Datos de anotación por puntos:
-----

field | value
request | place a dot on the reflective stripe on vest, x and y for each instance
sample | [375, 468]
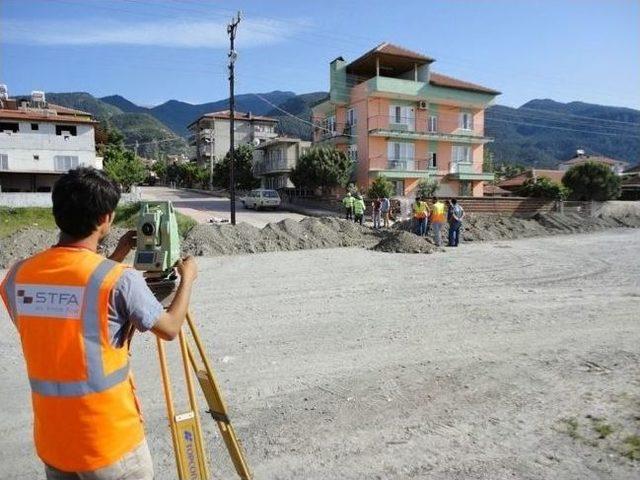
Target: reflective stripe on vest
[437, 215]
[9, 293]
[420, 210]
[96, 380]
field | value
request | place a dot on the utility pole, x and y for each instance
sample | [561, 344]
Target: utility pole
[231, 30]
[211, 158]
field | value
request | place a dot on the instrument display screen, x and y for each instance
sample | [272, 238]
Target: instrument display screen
[145, 257]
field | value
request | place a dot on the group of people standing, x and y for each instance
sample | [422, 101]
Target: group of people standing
[355, 207]
[427, 216]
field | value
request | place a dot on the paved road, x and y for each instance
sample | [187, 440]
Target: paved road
[204, 207]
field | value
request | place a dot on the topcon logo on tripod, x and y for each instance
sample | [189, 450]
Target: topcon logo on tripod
[49, 300]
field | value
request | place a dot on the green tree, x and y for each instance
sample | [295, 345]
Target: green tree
[323, 168]
[191, 175]
[243, 171]
[380, 187]
[592, 181]
[123, 166]
[543, 187]
[427, 187]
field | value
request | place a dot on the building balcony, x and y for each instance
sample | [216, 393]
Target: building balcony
[337, 133]
[466, 171]
[271, 167]
[400, 88]
[402, 167]
[413, 129]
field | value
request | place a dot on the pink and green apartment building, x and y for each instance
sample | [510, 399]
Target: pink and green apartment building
[396, 117]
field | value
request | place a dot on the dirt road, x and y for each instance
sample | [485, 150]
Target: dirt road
[203, 207]
[499, 360]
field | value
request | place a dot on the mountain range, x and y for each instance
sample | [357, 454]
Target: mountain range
[540, 133]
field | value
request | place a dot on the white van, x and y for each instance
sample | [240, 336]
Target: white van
[262, 198]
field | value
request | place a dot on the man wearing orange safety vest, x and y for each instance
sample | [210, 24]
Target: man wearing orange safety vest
[420, 214]
[437, 219]
[75, 312]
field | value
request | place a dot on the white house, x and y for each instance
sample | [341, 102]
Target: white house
[210, 133]
[39, 141]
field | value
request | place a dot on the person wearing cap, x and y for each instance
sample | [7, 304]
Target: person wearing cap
[358, 209]
[347, 202]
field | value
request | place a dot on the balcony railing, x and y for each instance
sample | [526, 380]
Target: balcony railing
[324, 132]
[443, 126]
[272, 166]
[408, 164]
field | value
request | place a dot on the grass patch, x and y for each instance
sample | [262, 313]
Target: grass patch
[12, 219]
[571, 426]
[603, 429]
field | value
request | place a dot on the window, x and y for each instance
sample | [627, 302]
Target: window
[352, 118]
[353, 153]
[433, 162]
[400, 155]
[466, 121]
[461, 154]
[402, 115]
[433, 123]
[67, 130]
[63, 163]
[331, 123]
[9, 127]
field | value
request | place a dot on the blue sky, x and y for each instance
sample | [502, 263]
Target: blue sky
[151, 51]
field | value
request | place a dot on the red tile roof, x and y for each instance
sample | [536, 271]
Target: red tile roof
[440, 80]
[593, 158]
[53, 113]
[390, 49]
[518, 180]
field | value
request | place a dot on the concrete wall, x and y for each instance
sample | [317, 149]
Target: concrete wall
[34, 150]
[29, 199]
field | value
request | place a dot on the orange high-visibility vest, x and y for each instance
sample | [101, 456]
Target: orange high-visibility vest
[419, 210]
[86, 415]
[437, 214]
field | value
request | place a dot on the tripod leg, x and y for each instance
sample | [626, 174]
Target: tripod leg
[198, 442]
[217, 407]
[166, 384]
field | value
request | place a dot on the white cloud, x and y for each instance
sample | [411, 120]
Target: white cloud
[185, 33]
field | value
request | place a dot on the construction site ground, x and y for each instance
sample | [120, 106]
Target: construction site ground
[496, 360]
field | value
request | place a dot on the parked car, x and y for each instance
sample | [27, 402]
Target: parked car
[262, 198]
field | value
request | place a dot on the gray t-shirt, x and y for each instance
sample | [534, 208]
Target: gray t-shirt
[132, 306]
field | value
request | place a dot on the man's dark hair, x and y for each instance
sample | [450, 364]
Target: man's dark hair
[81, 198]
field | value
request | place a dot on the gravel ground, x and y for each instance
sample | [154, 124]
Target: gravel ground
[497, 360]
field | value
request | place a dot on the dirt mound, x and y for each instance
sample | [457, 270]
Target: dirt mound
[288, 234]
[405, 242]
[487, 227]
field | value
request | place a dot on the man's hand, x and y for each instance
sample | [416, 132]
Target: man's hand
[169, 324]
[187, 268]
[126, 243]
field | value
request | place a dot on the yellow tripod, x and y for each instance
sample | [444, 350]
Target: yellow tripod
[186, 430]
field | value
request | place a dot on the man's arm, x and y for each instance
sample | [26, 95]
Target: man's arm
[170, 322]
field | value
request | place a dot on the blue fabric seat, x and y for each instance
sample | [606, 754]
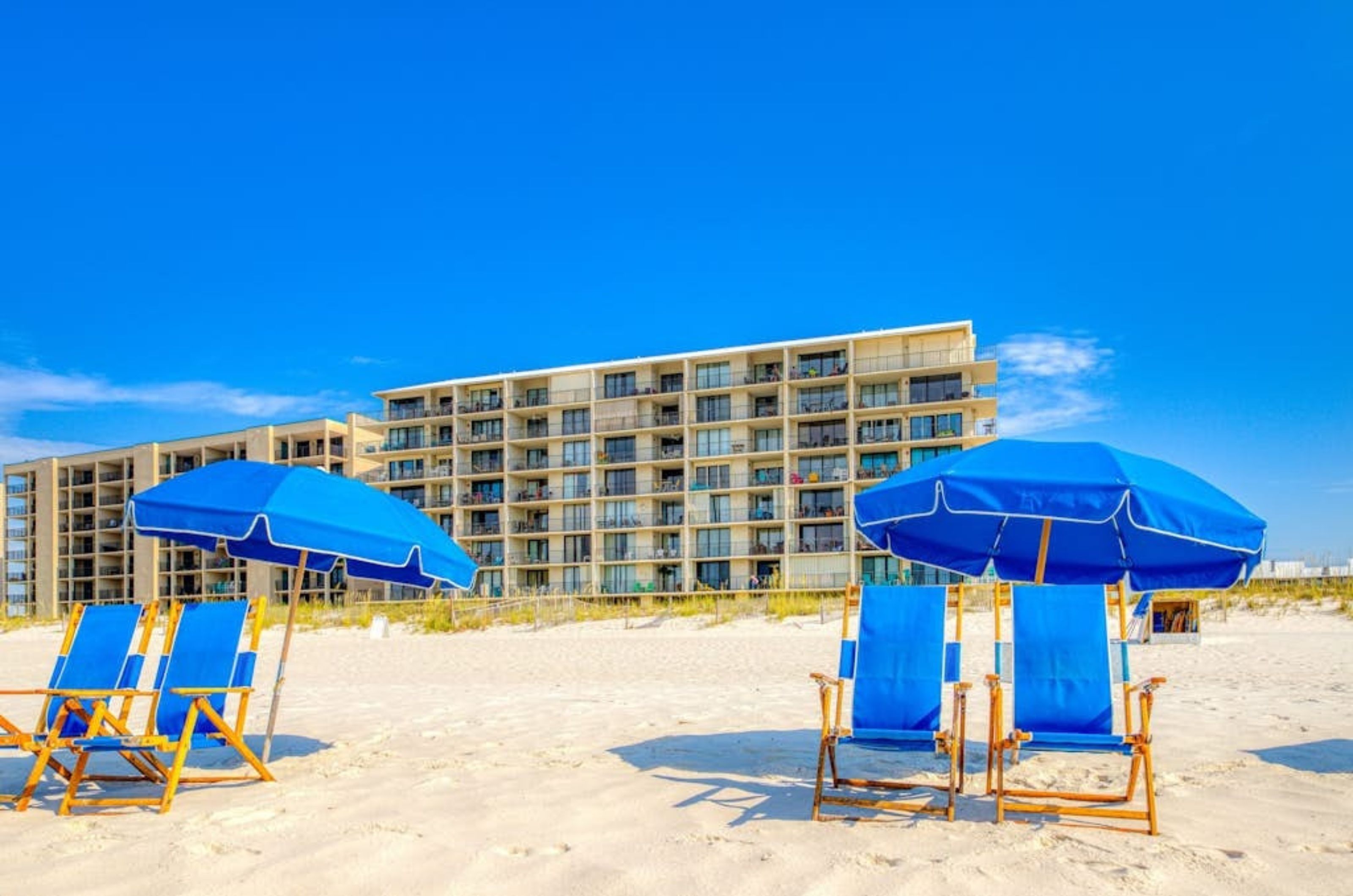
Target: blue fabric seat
[1064, 669]
[898, 665]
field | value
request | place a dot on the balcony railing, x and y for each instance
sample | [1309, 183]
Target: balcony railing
[666, 486]
[933, 358]
[554, 397]
[484, 407]
[820, 546]
[739, 515]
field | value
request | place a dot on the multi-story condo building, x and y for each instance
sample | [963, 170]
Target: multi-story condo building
[66, 541]
[718, 469]
[732, 467]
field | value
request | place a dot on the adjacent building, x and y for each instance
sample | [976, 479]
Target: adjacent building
[723, 469]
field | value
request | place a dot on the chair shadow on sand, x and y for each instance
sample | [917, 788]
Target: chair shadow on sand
[283, 748]
[1323, 757]
[762, 775]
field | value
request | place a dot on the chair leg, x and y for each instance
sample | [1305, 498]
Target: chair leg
[1150, 789]
[1131, 776]
[818, 789]
[76, 776]
[181, 756]
[1000, 784]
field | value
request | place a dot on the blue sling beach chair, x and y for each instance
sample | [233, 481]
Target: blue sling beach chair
[101, 653]
[202, 665]
[1064, 669]
[898, 665]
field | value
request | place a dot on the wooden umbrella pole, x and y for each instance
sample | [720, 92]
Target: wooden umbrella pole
[286, 650]
[1042, 551]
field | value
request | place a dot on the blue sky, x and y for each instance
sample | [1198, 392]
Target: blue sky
[217, 219]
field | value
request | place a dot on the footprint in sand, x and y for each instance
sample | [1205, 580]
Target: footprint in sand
[531, 852]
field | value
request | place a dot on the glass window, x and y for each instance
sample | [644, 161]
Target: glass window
[879, 396]
[712, 574]
[577, 421]
[714, 409]
[715, 477]
[620, 482]
[620, 450]
[714, 442]
[922, 455]
[577, 485]
[873, 431]
[620, 385]
[937, 426]
[577, 516]
[714, 543]
[405, 437]
[577, 549]
[577, 454]
[769, 440]
[718, 375]
[827, 399]
[935, 389]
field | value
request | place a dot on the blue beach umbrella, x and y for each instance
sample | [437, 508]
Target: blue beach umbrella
[305, 519]
[1065, 514]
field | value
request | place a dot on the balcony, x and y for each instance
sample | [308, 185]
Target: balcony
[915, 361]
[822, 407]
[627, 390]
[819, 546]
[482, 407]
[668, 486]
[837, 474]
[554, 397]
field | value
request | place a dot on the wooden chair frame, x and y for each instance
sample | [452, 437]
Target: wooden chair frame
[831, 692]
[47, 740]
[1071, 803]
[171, 776]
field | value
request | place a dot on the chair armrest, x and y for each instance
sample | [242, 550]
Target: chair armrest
[98, 694]
[202, 692]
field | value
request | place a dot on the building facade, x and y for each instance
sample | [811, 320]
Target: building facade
[66, 541]
[724, 469]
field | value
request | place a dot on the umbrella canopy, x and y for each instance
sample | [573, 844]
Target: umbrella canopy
[272, 514]
[306, 519]
[1109, 514]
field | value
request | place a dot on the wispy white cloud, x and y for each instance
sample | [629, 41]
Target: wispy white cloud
[32, 389]
[17, 448]
[1052, 382]
[25, 389]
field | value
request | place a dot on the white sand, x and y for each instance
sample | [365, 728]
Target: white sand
[678, 760]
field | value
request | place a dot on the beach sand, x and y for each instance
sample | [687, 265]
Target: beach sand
[674, 757]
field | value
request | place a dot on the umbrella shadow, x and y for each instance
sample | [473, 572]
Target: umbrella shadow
[1333, 756]
[761, 775]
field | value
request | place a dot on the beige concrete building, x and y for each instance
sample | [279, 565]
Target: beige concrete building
[714, 469]
[66, 541]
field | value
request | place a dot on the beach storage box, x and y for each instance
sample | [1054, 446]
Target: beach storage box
[1174, 620]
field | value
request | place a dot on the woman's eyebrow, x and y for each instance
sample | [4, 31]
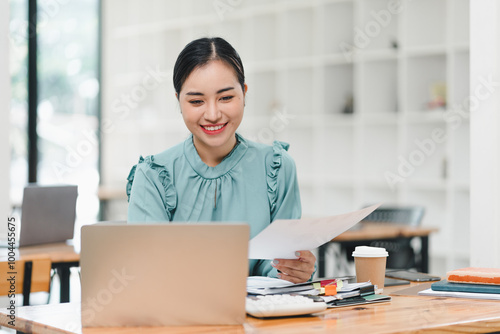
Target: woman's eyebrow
[218, 92]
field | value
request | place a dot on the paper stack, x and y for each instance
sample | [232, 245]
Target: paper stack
[336, 292]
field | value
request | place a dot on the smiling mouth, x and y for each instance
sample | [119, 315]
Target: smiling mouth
[213, 127]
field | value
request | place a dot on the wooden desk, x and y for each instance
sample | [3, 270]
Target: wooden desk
[402, 314]
[63, 257]
[369, 232]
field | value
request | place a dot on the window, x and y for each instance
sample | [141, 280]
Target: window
[68, 59]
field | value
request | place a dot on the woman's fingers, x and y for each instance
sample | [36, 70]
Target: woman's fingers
[296, 270]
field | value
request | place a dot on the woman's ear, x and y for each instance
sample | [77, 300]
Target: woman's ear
[244, 94]
[177, 97]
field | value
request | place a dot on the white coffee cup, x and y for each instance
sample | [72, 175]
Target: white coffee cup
[370, 265]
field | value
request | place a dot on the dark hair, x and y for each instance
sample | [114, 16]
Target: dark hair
[201, 51]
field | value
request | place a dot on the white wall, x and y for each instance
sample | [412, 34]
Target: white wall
[5, 113]
[485, 133]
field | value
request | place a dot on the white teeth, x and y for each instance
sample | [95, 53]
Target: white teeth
[213, 128]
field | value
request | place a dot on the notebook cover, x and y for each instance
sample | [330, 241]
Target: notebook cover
[475, 275]
[444, 285]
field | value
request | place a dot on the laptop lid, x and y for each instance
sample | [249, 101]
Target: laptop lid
[48, 214]
[163, 274]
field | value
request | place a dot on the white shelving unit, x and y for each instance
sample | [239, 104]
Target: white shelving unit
[297, 63]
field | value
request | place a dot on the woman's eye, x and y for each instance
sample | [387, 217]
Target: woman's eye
[226, 98]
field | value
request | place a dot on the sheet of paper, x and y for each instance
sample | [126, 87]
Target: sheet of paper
[282, 238]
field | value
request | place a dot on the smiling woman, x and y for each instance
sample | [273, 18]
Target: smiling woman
[216, 174]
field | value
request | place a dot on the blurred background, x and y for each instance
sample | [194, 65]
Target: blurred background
[372, 95]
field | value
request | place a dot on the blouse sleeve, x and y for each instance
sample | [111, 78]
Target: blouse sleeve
[284, 196]
[282, 184]
[151, 193]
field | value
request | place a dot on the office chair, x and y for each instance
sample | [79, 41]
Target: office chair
[33, 274]
[402, 255]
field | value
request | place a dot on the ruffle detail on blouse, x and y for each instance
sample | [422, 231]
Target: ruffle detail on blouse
[170, 196]
[272, 174]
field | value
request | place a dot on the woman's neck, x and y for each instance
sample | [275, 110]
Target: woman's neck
[212, 156]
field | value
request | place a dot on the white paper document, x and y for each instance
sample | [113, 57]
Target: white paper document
[282, 238]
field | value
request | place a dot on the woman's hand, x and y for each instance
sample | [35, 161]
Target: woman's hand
[298, 270]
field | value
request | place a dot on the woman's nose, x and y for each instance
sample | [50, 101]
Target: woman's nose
[212, 113]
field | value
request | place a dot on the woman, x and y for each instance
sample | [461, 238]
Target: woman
[216, 174]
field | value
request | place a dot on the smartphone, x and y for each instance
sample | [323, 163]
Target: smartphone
[412, 276]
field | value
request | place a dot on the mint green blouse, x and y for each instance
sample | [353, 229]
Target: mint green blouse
[254, 183]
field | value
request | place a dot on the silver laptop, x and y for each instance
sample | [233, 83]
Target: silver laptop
[163, 274]
[47, 214]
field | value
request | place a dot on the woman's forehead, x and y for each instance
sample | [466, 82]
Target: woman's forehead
[212, 77]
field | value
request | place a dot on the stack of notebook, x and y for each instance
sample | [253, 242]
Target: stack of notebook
[482, 283]
[335, 292]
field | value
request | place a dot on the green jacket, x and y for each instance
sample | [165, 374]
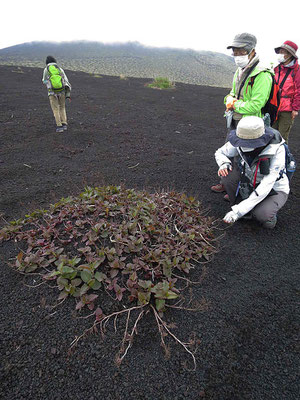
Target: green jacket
[254, 97]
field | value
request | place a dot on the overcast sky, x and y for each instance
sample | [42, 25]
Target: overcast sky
[199, 25]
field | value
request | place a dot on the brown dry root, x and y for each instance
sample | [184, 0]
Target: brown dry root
[128, 333]
[127, 336]
[164, 331]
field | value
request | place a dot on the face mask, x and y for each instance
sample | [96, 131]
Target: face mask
[280, 58]
[241, 61]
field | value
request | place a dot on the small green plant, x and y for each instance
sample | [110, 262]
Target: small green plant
[136, 247]
[162, 83]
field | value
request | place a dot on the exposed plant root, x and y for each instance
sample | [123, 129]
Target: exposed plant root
[103, 322]
[162, 325]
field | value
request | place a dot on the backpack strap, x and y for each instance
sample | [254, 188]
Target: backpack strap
[246, 77]
[284, 79]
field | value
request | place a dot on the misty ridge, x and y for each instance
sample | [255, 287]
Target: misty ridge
[130, 59]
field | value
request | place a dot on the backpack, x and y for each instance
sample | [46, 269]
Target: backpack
[55, 77]
[272, 105]
[290, 162]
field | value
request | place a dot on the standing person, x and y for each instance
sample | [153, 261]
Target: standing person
[251, 86]
[59, 89]
[287, 75]
[257, 183]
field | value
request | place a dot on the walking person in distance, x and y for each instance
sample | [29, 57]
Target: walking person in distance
[59, 89]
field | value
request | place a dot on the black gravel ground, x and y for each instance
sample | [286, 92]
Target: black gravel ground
[249, 337]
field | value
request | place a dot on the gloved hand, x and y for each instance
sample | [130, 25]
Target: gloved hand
[230, 217]
[230, 102]
[223, 170]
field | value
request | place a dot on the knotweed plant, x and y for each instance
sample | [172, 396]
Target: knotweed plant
[136, 247]
[161, 83]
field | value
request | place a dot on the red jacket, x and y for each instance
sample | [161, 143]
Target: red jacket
[290, 95]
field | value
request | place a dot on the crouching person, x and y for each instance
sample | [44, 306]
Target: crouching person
[256, 182]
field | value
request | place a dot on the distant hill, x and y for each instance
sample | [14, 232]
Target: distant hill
[129, 59]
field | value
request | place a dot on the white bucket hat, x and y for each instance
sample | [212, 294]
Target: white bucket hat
[251, 132]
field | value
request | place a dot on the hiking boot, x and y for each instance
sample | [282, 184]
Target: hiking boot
[219, 188]
[271, 223]
[247, 216]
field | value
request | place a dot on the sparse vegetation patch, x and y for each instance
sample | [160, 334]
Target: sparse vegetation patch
[162, 83]
[137, 247]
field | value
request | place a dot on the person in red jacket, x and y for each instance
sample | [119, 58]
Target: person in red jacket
[287, 74]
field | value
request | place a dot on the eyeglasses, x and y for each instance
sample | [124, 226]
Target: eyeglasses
[239, 52]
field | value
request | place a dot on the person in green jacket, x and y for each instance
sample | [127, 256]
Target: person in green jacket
[250, 89]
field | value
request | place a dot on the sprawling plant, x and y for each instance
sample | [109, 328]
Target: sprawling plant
[137, 247]
[162, 83]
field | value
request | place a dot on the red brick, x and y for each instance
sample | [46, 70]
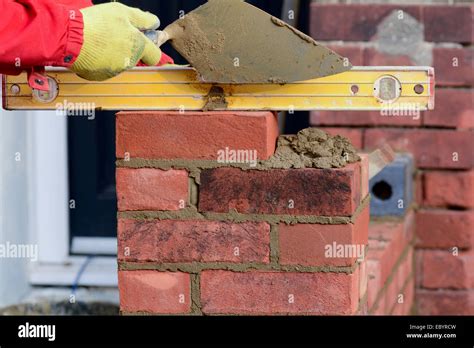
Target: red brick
[224, 292]
[372, 57]
[442, 269]
[307, 244]
[365, 166]
[354, 135]
[194, 135]
[409, 294]
[154, 292]
[151, 189]
[431, 148]
[454, 109]
[351, 22]
[449, 189]
[418, 188]
[329, 192]
[445, 229]
[361, 118]
[391, 293]
[354, 53]
[448, 23]
[453, 66]
[363, 275]
[168, 241]
[419, 267]
[409, 227]
[387, 241]
[445, 302]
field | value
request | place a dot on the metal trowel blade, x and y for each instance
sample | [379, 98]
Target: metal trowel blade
[233, 42]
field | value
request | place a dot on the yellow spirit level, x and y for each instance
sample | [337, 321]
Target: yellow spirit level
[178, 88]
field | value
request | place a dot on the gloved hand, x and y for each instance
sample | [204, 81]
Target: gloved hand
[113, 41]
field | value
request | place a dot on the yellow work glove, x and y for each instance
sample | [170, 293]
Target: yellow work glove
[113, 41]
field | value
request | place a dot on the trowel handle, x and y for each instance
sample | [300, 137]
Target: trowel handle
[157, 36]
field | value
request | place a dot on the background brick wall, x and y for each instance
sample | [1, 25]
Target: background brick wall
[442, 141]
[200, 237]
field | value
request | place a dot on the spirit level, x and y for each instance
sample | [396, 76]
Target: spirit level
[178, 88]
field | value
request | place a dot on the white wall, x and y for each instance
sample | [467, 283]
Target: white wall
[14, 202]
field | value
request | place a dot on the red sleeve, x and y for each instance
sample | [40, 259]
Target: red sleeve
[40, 33]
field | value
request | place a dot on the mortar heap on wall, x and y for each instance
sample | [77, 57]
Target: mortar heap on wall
[201, 234]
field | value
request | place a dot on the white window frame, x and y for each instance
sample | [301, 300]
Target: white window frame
[49, 213]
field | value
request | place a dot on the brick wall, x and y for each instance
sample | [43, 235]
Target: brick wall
[442, 141]
[198, 236]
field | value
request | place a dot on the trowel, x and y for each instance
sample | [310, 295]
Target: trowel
[233, 42]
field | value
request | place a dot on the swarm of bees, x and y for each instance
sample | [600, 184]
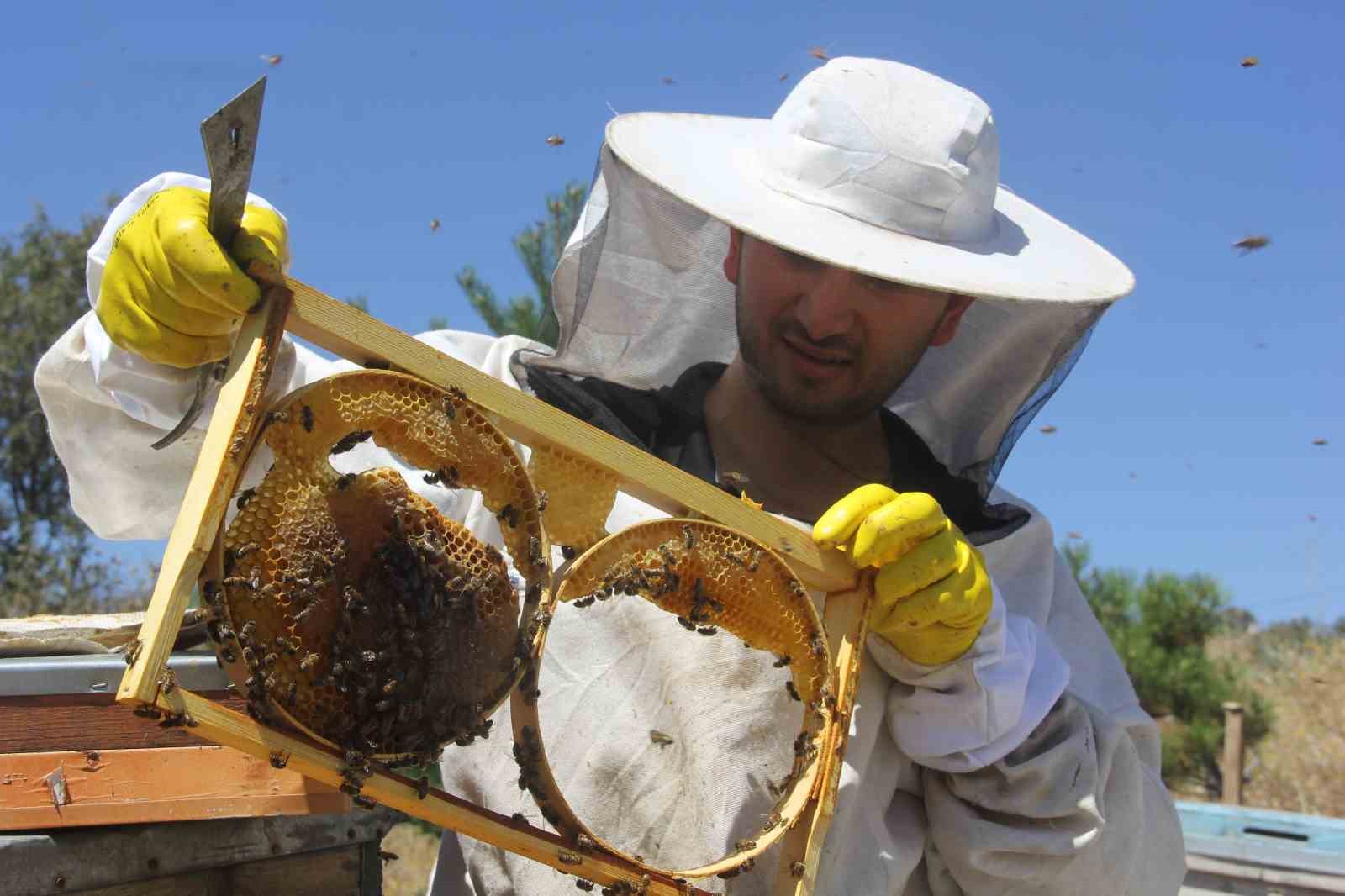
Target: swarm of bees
[367, 619]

-----

Di cuántas líneas de los datos anteriores contienen la cadena "strap". Responde solo con el número.

2